***** SELECTED TEXT

The good news is that China capitalises on being a global manufacturing powerhouse and the top exporting nation, producing the goods the world needs and which most other major industrial competitors fail to beat on price or quantity. That is certainly the case with the United States, where excess domestic demand for consumer and industrial goods translates into rising exports from China.
It’s the driving force behind the US-China trade deficit, which is running at around US$330 billion on an annualised basis and showing little sign of major correction despite years of bitter trade disputes between the two nations.

Strong export performance has provided a massive boost to China’s economic rebound in the last year. The latest data indicates global demand for China’s goods surging by 25.6 per cent year on year to a record US$294 billion in August.

This rate of increase might not last for long, especially with recent signs that the robust upturn in world trade could be losing momentum. Figures from the CPB Netherlands Bureau for Economic Policy Analysis show world trade flows fell by 0.7 per cent over the last three months to July, compared with the February-April period. The 2021 boom in world trade growth might have passed its peak.

**********

== WORK INSTRUCTION 1 ==
Copy the China trade passage from "The good news" to "exports from China.", changing "powerhouse" to "hub".
== WORK INSTRUCTION 2 ==
In the China trade passage, by what percentage did global demand for China's goods rise year on year in August?
You won't need the listing that comes after the China trade passage.

***** DATA FOR ANALYSIS

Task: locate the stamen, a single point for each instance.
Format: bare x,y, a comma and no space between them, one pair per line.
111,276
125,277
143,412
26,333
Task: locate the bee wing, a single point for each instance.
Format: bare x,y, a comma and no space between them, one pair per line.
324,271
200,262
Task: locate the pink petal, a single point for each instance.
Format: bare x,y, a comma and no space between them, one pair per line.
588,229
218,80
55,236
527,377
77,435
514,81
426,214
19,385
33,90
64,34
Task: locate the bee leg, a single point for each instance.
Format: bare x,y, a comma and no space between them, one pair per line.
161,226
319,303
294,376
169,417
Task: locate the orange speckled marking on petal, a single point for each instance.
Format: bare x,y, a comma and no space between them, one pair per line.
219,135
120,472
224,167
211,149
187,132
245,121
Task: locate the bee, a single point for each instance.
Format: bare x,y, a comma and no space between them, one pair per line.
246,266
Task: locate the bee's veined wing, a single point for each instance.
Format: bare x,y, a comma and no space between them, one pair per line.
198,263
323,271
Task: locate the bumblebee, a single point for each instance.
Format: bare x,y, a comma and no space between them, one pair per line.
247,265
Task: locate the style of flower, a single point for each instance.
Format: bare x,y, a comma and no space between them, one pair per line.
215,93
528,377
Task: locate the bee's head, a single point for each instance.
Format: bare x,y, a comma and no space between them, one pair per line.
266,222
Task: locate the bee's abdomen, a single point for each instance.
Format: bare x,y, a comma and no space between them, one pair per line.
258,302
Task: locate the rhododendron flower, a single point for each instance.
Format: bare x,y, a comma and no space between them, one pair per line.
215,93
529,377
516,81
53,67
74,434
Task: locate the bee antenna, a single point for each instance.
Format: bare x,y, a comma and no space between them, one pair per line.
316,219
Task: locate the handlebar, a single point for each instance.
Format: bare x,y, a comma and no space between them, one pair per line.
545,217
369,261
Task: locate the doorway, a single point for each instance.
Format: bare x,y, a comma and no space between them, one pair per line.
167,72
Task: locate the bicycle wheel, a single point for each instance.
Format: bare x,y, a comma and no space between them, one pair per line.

**********

== SOLUTION 1 ==
The good news is that China capitalises on being a global manufacturing hub and the top exporting nation, producing the goods the world needs and which most other major industrial competitors fail to beat on price or quantity. That is certainly the case with the United States, where excess domestic demand for consumer and industrial goods translates into rising exports from China.

== SOLUTION 2 ==
25.6 percent, to a record US$294 billion.